▶ Complete o seguinte
1: No texto sobre Jesus no Talmude, de que acusações a passagem talmúdica imputa a Jesus?
2: Formate todas as linhas dos registros como uma lista JSON de strings, com uma string por linha e sem as linhas em branco.

▶ Trecho selecionado
= = = =
Graham Stanton também compatilha da percepção de Geza Vermes ao observar que as acusações imputadas a Jesus nessa passagem do Talmude - que ele praticou feitiçaria e levou Israel a pecar - também são encontradas em Dialogo com Trifo, de Justino, já mencionado.Para Stanton essa tradição rabínica é de dificil interpretação, e mais complicado ainda é data-la com segurança. No entanto, acrescenta que não fora a grande correspondência com a acusação que circulava em circulos judaicos, na metade do século II, de que "Jesus era um mágico e enganador do povo" (Dialogo com Trifo 69:7), seria tentador descartar essa passagem do Talmude como resultado de polêmicas do terceiro século, ou mesmo posteriores, entre judeus e cristãos.Entranto, a terminologia semi-técnica encontrada no grego de Dialogo com Trifo é muito próxima do hebreu das tradições rabínicas. Assim, conclui Stanton, essas tradições teriam raízes profundas.[9]
Em resumo, quais são as informações que podemos obter do Talmude (se é que alguma informação pode ser obtida)?
= = = =
Registros de anotação por pontos
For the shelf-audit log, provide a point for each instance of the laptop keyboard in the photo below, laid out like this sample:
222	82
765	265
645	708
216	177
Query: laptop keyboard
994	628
= = = =
▶ Respostas em ordem
1: A passagem acusa Jesus de ter praticado feitiçaria e de ter levado Israel a pecar.

2:
[
  "For the shelf-audit log, provide a point for each instance of the laptop keyboard in the photo below, laid out like this sample:",
  "222\t82",
  "765\t265",
  "645\t708",
  "216\t177",
  "Query: laptop keyboard",
  "994\t628"
]